> REQUIREMENT
Reproduce the whole listing, character for character.

-- start RECORD SET --

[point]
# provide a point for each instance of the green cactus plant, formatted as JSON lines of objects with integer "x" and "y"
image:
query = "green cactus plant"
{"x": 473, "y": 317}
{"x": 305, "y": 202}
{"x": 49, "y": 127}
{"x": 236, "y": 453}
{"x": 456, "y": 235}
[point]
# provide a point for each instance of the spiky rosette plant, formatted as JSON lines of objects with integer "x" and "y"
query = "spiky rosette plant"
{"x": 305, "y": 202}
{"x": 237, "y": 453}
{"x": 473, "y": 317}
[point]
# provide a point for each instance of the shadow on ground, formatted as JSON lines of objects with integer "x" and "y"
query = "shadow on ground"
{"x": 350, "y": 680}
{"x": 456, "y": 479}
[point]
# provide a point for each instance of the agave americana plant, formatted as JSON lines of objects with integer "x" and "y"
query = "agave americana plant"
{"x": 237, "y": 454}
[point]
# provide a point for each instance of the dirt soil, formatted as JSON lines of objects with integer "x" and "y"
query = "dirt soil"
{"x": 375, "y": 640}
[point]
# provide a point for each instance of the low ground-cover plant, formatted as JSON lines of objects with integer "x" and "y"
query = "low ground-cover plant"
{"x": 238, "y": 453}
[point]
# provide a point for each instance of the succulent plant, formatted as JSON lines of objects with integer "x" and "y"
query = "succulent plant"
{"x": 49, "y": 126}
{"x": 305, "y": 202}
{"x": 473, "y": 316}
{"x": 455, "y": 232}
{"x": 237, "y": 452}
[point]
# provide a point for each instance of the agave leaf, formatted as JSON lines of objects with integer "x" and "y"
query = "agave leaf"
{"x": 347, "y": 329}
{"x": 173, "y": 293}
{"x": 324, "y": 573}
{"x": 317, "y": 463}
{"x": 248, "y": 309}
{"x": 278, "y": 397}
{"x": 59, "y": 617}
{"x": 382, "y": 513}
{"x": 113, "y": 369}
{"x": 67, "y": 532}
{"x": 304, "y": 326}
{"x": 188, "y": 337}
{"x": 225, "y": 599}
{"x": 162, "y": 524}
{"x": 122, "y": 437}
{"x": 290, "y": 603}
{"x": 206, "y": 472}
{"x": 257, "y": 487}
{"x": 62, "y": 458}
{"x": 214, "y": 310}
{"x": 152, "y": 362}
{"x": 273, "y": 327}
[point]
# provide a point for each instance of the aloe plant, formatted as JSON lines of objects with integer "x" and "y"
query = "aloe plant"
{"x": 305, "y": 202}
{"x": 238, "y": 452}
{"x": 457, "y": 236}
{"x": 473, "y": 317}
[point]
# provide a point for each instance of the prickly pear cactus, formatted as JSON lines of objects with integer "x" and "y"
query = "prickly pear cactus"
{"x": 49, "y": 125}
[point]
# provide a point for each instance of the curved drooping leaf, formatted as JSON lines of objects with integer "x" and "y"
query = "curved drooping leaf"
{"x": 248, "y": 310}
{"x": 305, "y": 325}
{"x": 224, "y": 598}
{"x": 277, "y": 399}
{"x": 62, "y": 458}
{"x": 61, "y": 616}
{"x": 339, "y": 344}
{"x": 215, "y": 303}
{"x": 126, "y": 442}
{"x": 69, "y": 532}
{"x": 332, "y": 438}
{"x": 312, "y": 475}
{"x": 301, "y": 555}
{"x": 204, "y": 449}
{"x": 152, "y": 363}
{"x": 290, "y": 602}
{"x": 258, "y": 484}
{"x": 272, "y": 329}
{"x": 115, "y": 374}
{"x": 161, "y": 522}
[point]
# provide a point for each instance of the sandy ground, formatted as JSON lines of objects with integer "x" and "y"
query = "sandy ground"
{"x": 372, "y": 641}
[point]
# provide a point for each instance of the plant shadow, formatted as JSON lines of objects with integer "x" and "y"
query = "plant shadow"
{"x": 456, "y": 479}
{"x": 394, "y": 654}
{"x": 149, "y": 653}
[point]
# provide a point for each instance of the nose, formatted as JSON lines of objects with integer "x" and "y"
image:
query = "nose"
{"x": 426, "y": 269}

-- end RECORD SET --

> RESPONSE
[point]
# provide a point for each instance of the green cactus plant, formatted as JSON lines of objects with integer "x" and "y"
image:
query = "green cactus plant"
{"x": 473, "y": 317}
{"x": 305, "y": 202}
{"x": 49, "y": 127}
{"x": 236, "y": 453}
{"x": 456, "y": 235}
[point]
# provide a point for each instance of the spiky rosette plant, formatted as JSON lines of objects with integer "x" and "y"
query = "spiky rosette plant"
{"x": 305, "y": 202}
{"x": 237, "y": 453}
{"x": 473, "y": 317}
[point]
# provide a point for each instance of the shadow on ground, formatted as JSON lines of objects with integer "x" and "y"
query = "shadow on ground"
{"x": 350, "y": 680}
{"x": 456, "y": 479}
[point]
# provide a point for each instance of the agave americana plant, formatted as JSON lines of objects with integer "x" and "y"
query = "agave americana plant"
{"x": 237, "y": 454}
[point]
# provide a point for each instance of the dirt soil, formatted as JSON lines of objects with integer "x" and "y"
query = "dirt soil"
{"x": 375, "y": 640}
[point]
# provide a point for each instance of the low ground-cover plant, formatted as JSON lines of objects with integer "x" and "y"
query = "low ground-cover plant"
{"x": 238, "y": 453}
[point]
# provide a point for each instance of the succulent plant, formatted as JSON lines of objects with integer "x" and "y"
query = "succulent plant"
{"x": 49, "y": 126}
{"x": 305, "y": 202}
{"x": 473, "y": 316}
{"x": 455, "y": 232}
{"x": 237, "y": 452}
[point]
# provide a point for each instance of the agave leaf, formatted as JSON lines of objects with integer "x" and "y"
query = "agave leaf"
{"x": 347, "y": 329}
{"x": 173, "y": 293}
{"x": 324, "y": 573}
{"x": 317, "y": 463}
{"x": 248, "y": 309}
{"x": 278, "y": 397}
{"x": 59, "y": 617}
{"x": 382, "y": 513}
{"x": 113, "y": 369}
{"x": 67, "y": 532}
{"x": 304, "y": 326}
{"x": 188, "y": 337}
{"x": 225, "y": 599}
{"x": 162, "y": 524}
{"x": 122, "y": 437}
{"x": 290, "y": 603}
{"x": 206, "y": 472}
{"x": 257, "y": 487}
{"x": 62, "y": 458}
{"x": 214, "y": 310}
{"x": 152, "y": 362}
{"x": 273, "y": 327}
[point]
# provide a point for each instance of the aloe plant, formatted as JSON lines of objects with integer "x" and "y"
query = "aloe plant"
{"x": 305, "y": 202}
{"x": 238, "y": 452}
{"x": 457, "y": 236}
{"x": 473, "y": 317}
[point]
# provide a point for each instance of the prickly pear cactus, formatted as JSON lines of objects with integer "x" and "y"
query = "prickly pear cactus"
{"x": 49, "y": 125}
[point]
# provide a point for each instance of the curved drooping leaf, formatted as JSON lines of objects with integer "x" and "y"
query = "curved drooping leaf"
{"x": 248, "y": 310}
{"x": 305, "y": 325}
{"x": 224, "y": 598}
{"x": 277, "y": 399}
{"x": 62, "y": 458}
{"x": 61, "y": 616}
{"x": 339, "y": 344}
{"x": 215, "y": 303}
{"x": 126, "y": 442}
{"x": 69, "y": 532}
{"x": 332, "y": 438}
{"x": 312, "y": 475}
{"x": 301, "y": 555}
{"x": 204, "y": 449}
{"x": 152, "y": 363}
{"x": 290, "y": 602}
{"x": 258, "y": 484}
{"x": 272, "y": 329}
{"x": 115, "y": 374}
{"x": 161, "y": 522}
[point]
# provide a point for each instance of the sandy ground, formatted as JSON lines of objects with integer "x" and "y"
query = "sandy ground"
{"x": 372, "y": 641}
[point]
# provide a point for each instance of the plant shadow, formatted as JSON lines of objects with integer "x" and "y"
query = "plant shadow"
{"x": 456, "y": 479}
{"x": 394, "y": 654}
{"x": 149, "y": 653}
[point]
# provide a point for each instance of the nose, formatted as JSON lines of objects with integer "x" and "y"
image:
query = "nose"
{"x": 426, "y": 269}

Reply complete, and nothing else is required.